[Task goal]: The answer must be an exact transcription of the lines below from the first through the one containing "like [(355, 32)].", with the pictures left out; please add nothing else.
Segment Open
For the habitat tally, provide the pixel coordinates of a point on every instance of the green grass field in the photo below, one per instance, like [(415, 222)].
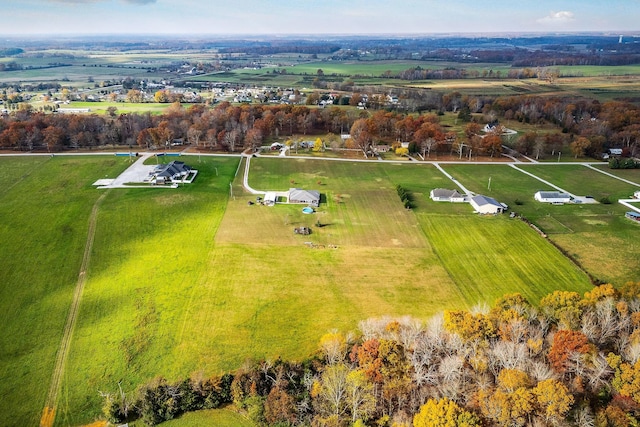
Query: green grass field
[(193, 280), (597, 235), (43, 224)]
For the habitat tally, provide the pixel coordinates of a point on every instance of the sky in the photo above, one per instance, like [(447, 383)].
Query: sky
[(237, 17)]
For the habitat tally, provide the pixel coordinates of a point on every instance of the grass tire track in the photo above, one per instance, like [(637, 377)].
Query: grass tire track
[(49, 412)]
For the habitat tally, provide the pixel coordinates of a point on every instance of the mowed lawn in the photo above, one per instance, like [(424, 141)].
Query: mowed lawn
[(46, 203), (193, 280), (597, 235)]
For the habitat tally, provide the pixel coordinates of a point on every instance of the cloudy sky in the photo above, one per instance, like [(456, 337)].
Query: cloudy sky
[(21, 17)]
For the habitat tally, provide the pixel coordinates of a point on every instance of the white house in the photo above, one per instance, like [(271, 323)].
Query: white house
[(270, 198), (486, 205), (444, 195), (552, 197), (171, 172), (308, 197)]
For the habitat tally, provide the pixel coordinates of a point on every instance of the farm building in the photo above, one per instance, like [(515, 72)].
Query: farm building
[(443, 195), (171, 172), (635, 216), (307, 197), (270, 198), (486, 205), (552, 197)]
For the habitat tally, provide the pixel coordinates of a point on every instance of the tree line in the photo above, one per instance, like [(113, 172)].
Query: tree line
[(571, 359), (587, 126)]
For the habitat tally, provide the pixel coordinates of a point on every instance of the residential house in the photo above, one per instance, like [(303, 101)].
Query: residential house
[(270, 198), (171, 172), (307, 197)]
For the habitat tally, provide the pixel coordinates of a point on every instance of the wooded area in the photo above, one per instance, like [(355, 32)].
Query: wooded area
[(590, 127), (573, 358)]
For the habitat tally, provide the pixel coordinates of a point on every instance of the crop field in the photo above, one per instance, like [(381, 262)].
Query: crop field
[(597, 235), (43, 224), (198, 280)]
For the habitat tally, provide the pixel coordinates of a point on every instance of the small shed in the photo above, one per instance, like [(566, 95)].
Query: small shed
[(634, 216), (270, 198), (552, 197), (486, 205)]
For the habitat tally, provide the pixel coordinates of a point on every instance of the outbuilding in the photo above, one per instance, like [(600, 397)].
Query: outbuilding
[(486, 205), (306, 197), (270, 198), (444, 195), (552, 197), (634, 216)]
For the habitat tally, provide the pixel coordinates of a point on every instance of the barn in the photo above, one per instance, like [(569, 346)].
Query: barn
[(443, 195), (486, 205), (305, 197), (270, 198), (634, 216), (552, 197)]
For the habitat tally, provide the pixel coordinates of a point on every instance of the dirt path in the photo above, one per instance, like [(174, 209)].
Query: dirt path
[(49, 412)]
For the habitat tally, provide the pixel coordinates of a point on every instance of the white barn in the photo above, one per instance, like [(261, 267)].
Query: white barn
[(444, 195), (308, 197), (270, 198), (486, 205), (552, 197)]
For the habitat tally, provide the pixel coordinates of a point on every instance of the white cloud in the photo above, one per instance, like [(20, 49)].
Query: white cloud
[(554, 18), (99, 1)]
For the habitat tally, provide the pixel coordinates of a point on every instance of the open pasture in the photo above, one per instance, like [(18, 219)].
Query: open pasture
[(580, 180), (597, 235), (45, 206), (193, 280), (488, 257)]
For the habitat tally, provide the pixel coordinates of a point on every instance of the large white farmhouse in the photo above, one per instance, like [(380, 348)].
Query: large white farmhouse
[(552, 197)]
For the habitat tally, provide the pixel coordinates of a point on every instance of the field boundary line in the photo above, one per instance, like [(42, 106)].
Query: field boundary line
[(49, 412), (612, 175), (540, 179)]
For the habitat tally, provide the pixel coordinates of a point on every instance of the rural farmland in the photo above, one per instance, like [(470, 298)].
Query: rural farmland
[(195, 280)]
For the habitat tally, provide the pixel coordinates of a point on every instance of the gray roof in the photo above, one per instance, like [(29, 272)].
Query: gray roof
[(481, 200), (172, 169), (441, 192), (306, 195), (553, 195)]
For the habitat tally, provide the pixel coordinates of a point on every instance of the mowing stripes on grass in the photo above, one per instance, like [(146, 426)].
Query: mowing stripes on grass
[(489, 256), (48, 415)]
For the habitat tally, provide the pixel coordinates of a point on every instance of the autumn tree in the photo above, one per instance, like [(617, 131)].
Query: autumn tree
[(445, 413), (329, 393), (565, 344), (579, 146), (469, 326), (553, 400)]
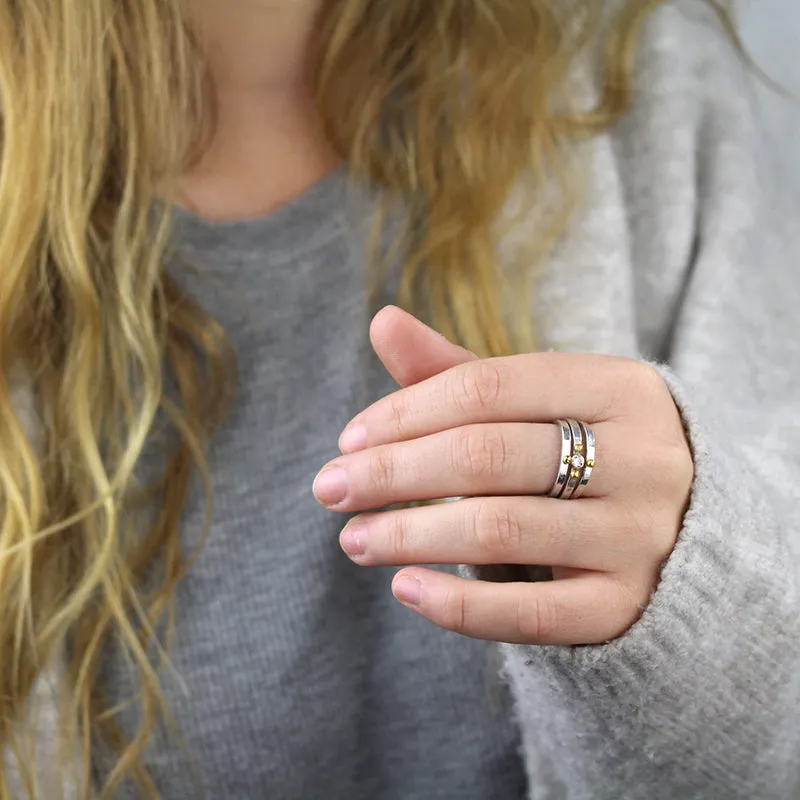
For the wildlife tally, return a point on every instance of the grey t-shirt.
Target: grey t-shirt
(301, 676)
(304, 679)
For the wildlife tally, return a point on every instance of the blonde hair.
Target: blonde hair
(444, 103)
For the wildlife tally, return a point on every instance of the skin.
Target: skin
(268, 146)
(483, 429)
(458, 426)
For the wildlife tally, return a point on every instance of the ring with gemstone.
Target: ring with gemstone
(564, 460)
(589, 461)
(577, 460)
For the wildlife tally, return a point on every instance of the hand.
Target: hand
(483, 429)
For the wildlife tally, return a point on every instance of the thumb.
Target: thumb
(410, 350)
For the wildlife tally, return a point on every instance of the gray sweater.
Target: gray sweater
(301, 677)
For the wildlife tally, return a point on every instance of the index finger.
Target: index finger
(536, 387)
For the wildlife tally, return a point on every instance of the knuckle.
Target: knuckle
(479, 387)
(496, 529)
(481, 452)
(671, 468)
(382, 471)
(396, 534)
(538, 617)
(637, 383)
(454, 612)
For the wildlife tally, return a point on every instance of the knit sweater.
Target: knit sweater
(300, 676)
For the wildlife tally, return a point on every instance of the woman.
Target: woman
(182, 182)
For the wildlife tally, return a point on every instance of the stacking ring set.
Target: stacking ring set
(577, 460)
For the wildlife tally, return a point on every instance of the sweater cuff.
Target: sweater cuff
(718, 639)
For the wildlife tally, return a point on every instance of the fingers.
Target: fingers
(539, 387)
(490, 530)
(589, 609)
(410, 350)
(507, 459)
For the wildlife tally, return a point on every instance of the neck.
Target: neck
(268, 145)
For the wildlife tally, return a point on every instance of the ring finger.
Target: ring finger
(483, 459)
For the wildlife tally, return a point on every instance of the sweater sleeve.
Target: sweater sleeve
(701, 698)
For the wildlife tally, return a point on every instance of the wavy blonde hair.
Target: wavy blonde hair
(443, 103)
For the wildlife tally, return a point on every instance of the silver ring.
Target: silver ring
(577, 460)
(591, 460)
(564, 460)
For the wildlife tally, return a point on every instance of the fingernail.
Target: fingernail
(330, 486)
(408, 590)
(353, 539)
(353, 438)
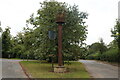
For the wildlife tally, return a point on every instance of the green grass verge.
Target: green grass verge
(42, 70)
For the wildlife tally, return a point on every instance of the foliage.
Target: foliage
(116, 34)
(74, 32)
(6, 43)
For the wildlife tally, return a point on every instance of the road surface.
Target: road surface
(100, 70)
(11, 69)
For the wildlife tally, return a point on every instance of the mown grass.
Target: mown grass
(43, 70)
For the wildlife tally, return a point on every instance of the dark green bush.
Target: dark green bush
(111, 55)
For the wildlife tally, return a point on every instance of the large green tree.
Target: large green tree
(116, 34)
(74, 30)
(6, 43)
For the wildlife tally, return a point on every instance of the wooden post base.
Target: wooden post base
(60, 69)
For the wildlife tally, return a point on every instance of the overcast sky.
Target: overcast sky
(102, 15)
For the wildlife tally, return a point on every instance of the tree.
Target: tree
(6, 43)
(116, 34)
(74, 30)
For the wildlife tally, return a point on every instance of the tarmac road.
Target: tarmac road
(100, 69)
(11, 69)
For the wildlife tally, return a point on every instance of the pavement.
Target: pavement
(11, 69)
(100, 69)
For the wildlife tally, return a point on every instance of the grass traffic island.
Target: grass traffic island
(43, 70)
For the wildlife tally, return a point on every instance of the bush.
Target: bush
(110, 55)
(95, 56)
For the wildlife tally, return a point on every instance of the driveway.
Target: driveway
(11, 69)
(100, 70)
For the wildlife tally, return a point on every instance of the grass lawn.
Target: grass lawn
(43, 70)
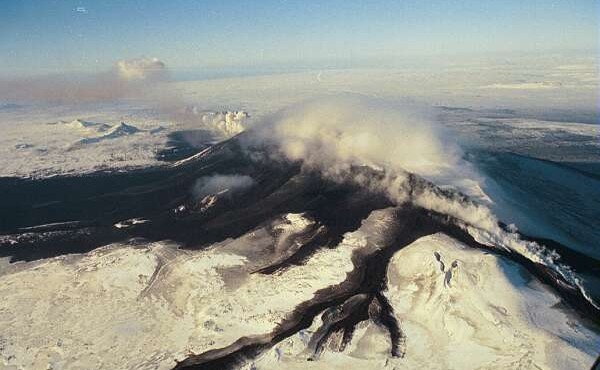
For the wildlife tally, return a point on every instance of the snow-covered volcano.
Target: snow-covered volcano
(295, 269)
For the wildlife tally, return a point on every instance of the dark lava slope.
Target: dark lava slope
(55, 216)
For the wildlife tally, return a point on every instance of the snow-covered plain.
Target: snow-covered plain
(534, 106)
(38, 142)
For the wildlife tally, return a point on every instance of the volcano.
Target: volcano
(294, 269)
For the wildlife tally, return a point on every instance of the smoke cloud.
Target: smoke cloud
(133, 78)
(335, 135)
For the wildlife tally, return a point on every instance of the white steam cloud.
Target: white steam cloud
(333, 135)
(336, 133)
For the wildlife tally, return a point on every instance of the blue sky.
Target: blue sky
(44, 36)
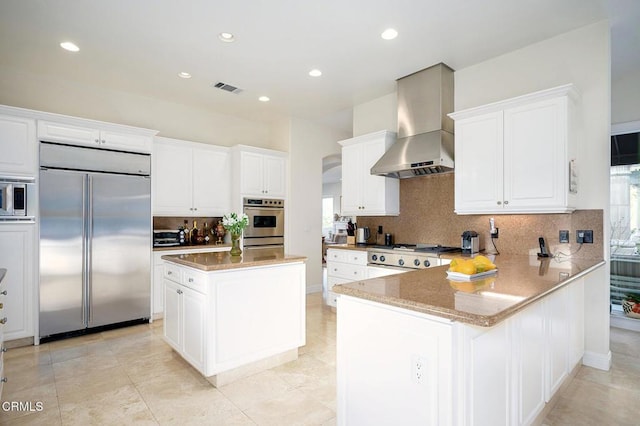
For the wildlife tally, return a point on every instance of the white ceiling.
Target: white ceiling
(139, 46)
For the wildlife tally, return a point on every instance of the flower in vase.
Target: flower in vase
(235, 223)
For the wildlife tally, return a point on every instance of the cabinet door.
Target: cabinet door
(251, 174)
(352, 172)
(125, 141)
(485, 369)
(56, 132)
(172, 184)
(18, 146)
(193, 310)
(528, 334)
(211, 182)
(173, 314)
(535, 162)
(557, 334)
(275, 176)
(17, 246)
(373, 194)
(479, 164)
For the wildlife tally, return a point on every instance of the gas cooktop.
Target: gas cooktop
(414, 256)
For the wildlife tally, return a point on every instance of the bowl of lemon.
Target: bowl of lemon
(466, 269)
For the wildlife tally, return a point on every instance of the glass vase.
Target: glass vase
(235, 245)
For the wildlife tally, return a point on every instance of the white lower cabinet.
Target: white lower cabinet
(343, 266)
(221, 320)
(185, 318)
(157, 276)
(17, 248)
(528, 378)
(396, 366)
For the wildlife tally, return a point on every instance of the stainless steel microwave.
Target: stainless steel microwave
(14, 194)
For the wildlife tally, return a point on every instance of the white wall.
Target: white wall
(43, 93)
(309, 144)
(375, 115)
(581, 57)
(625, 99)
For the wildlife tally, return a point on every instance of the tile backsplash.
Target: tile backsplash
(427, 216)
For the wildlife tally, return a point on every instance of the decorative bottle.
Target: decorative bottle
(194, 233)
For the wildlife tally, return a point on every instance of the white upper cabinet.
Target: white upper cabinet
(90, 136)
(517, 156)
(260, 172)
(190, 179)
(364, 194)
(18, 154)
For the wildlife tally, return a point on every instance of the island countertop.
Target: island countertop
(518, 282)
(222, 260)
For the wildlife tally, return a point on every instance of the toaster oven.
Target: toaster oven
(166, 237)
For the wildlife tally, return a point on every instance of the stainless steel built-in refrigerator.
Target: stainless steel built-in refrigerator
(95, 238)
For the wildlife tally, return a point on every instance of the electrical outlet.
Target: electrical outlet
(584, 236)
(418, 369)
(564, 236)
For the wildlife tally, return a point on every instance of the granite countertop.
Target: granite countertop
(222, 260)
(195, 247)
(519, 281)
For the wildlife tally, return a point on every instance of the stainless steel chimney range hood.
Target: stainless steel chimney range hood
(425, 132)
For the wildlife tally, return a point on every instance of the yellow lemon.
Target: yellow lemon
(467, 267)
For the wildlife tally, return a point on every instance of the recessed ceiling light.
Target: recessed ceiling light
(389, 34)
(226, 37)
(67, 45)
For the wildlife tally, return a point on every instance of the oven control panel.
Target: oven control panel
(411, 260)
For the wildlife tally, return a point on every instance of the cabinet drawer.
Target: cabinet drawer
(194, 280)
(357, 257)
(172, 272)
(331, 281)
(337, 255)
(346, 271)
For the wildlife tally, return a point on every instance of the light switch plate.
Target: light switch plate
(564, 236)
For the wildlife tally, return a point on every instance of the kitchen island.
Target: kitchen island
(418, 348)
(232, 316)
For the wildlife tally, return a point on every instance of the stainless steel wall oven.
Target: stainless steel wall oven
(266, 223)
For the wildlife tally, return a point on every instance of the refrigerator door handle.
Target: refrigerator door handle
(89, 239)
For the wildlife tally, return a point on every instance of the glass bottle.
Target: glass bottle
(187, 234)
(194, 233)
(205, 231)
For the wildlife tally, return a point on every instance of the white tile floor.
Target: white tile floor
(130, 376)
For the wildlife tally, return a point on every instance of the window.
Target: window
(327, 217)
(625, 216)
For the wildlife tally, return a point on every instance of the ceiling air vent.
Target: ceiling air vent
(226, 87)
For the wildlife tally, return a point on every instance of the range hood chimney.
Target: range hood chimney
(425, 132)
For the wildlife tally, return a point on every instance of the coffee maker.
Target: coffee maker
(470, 242)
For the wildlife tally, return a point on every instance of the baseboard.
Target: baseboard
(314, 289)
(618, 320)
(596, 360)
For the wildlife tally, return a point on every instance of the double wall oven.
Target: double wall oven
(266, 223)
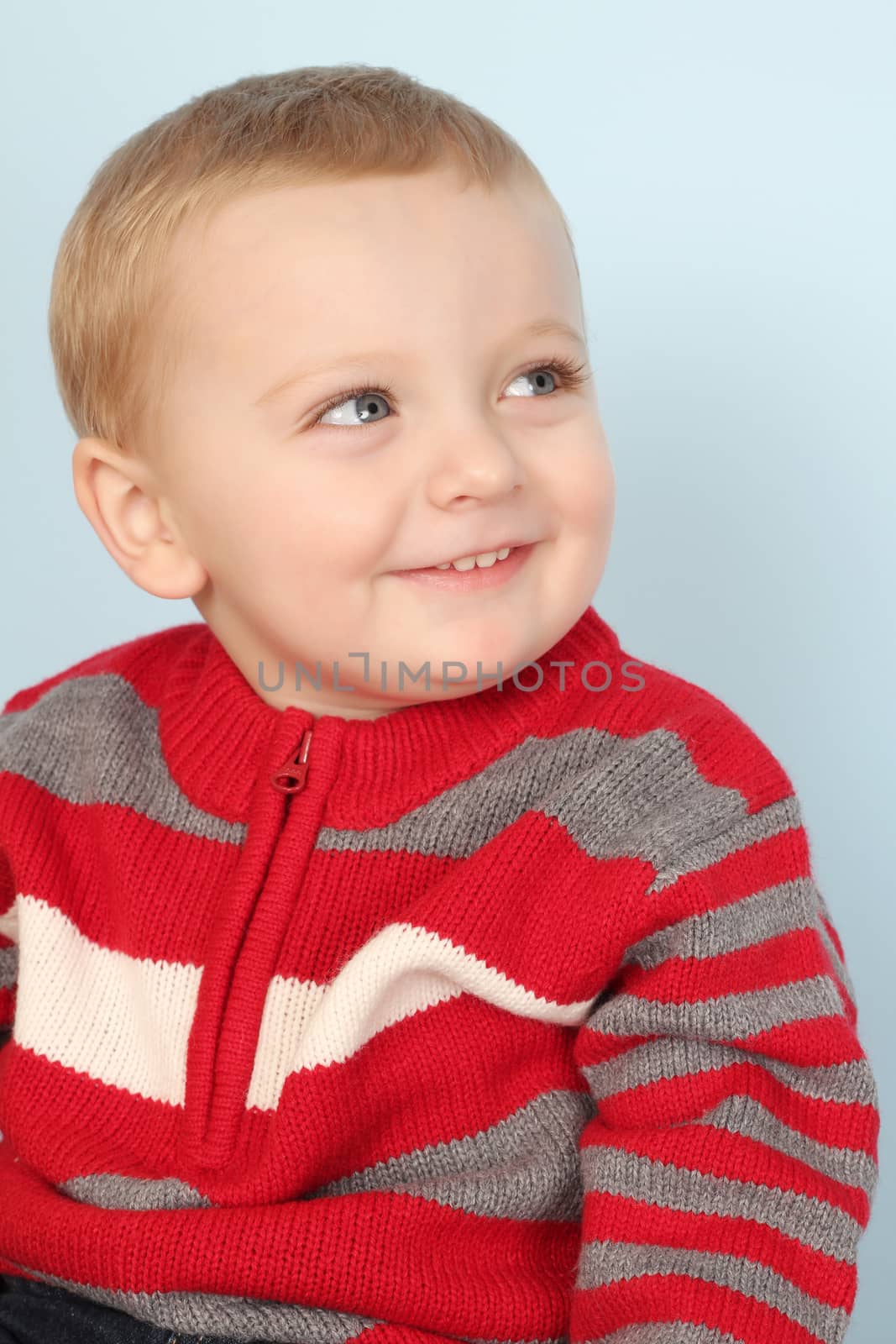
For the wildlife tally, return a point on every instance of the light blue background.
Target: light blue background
(728, 175)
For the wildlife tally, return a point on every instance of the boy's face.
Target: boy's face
(291, 533)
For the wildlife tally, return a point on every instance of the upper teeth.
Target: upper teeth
(484, 559)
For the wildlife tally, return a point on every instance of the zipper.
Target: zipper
(291, 773)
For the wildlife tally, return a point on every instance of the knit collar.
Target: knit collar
(217, 734)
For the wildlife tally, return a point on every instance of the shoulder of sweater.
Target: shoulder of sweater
(67, 705)
(680, 732)
(134, 659)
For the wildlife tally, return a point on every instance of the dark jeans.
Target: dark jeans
(39, 1314)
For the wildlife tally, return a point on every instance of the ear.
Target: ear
(116, 494)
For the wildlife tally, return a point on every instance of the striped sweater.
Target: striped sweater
(513, 1018)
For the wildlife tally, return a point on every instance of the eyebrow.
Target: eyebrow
(543, 327)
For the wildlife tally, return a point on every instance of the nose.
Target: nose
(477, 463)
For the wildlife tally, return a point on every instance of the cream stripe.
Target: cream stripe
(127, 1021)
(402, 971)
(105, 1014)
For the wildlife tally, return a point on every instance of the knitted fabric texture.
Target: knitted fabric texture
(511, 1018)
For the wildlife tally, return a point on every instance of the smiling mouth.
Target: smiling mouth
(476, 575)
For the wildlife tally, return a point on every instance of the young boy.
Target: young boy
(389, 953)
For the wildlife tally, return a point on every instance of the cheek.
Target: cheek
Segment Closed
[Output for this task]:
For the habitat tally, provide the pixel coordinates of a point on every instance of the green grass field in the photo below, one per instance, like [(415, 222)].
Query: green grass field
[(193, 280), (597, 235), (43, 224)]
For the habitat tally, provide the pixel coordinates of a point on every instance of the sky in the photo above, one per instance, like [(447, 383)].
Query: sky
[(237, 17)]
For the habitat tally, provide the pixel coordinates of a point on every instance of the grass tire track in the photo above, one per instance, like [(637, 377)].
Query: grass tire track
[(49, 412)]
For the habitat tally, provide the pixel coordinates of a point on every instance of the mowed lawn in the photo above, one per instance, like [(424, 141)].
Query: mowed lawn
[(46, 203), (193, 280), (597, 235)]
For the habitat tally, provide the pixel coordinates of a point on every instance of the cloudy sky in the photo above, one per instance, like [(456, 337)].
Query: cloudy sky
[(21, 17)]
For the habitat tally, provide the pixel coordinates of a point on every instance of the white house in the photo above, one per instance, like [(271, 323)].
Query: white house
[(270, 198), (486, 205), (444, 195), (552, 197), (171, 172), (308, 197)]
For the habitat tally, provide the pixel coordinates of a point on every instance of the farm building in the photo above, one per instance, like [(515, 72)].
Query: farm building
[(443, 195), (171, 172), (635, 216), (307, 197), (270, 198), (486, 205), (552, 197)]
For the habitat tally, provide the pixel coordinates of a point on every instance of the tree line in the photo above, one per instance, like [(113, 172)].
Query: tree line
[(571, 359), (587, 126)]
For the habitat tally, provide the pixel coordinates of a point on every instance of the residential house in the photo above, one per instance, like [(303, 101)].
Query: residential house
[(270, 198), (171, 172), (307, 197)]
For the habitat tally, provide the pixel coordinates of a point on every instance of the wooded area in the photo above, one per instance, like [(355, 32)].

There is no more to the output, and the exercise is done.